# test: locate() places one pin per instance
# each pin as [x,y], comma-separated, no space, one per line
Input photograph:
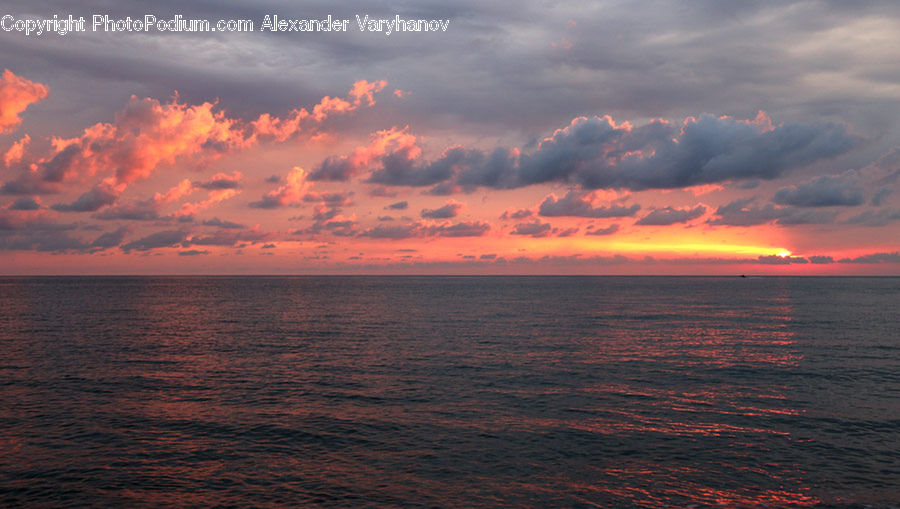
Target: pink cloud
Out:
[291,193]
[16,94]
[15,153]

---

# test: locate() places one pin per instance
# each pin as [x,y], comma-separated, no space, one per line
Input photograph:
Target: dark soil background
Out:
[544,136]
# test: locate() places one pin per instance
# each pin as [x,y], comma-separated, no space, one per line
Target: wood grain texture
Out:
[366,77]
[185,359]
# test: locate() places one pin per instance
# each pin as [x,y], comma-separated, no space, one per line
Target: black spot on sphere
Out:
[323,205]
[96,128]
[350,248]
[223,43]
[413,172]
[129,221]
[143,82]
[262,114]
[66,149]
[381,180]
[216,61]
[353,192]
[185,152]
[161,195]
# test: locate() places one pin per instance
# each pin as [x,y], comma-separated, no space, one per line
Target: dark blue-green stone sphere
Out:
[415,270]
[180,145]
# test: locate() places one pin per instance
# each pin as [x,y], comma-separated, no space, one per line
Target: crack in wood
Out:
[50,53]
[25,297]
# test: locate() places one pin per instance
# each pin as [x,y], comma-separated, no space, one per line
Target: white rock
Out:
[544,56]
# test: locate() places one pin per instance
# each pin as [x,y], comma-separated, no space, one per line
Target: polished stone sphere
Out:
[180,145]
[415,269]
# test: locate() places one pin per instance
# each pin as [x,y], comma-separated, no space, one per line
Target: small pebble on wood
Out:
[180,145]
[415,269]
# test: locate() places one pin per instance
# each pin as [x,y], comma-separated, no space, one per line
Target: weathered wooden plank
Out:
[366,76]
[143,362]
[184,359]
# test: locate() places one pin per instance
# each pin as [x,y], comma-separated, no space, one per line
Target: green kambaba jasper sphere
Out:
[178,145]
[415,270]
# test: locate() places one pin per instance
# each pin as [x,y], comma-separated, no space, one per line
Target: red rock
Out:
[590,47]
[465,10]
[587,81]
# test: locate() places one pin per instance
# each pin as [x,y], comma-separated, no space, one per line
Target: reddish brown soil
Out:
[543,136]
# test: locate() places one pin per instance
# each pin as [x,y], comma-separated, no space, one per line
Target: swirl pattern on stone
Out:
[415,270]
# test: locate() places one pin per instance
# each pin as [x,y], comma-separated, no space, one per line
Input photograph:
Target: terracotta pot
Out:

---

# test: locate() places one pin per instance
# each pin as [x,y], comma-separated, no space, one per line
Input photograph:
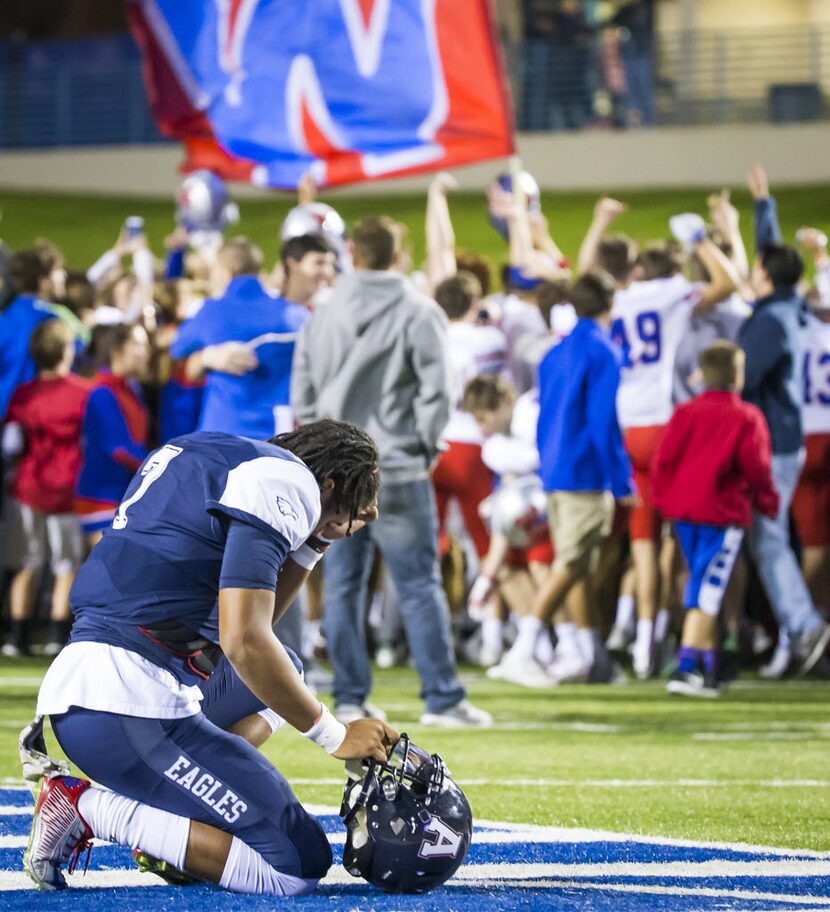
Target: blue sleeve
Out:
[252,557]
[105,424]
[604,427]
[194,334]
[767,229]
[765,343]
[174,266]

§ **WHAT IS NEEDED**
Show each line of the entries above that contains the string "blue", copied in full.

§ **COMPLETED EXERCISE**
Target: dark blue-green stone sphere
Target: blue sleeve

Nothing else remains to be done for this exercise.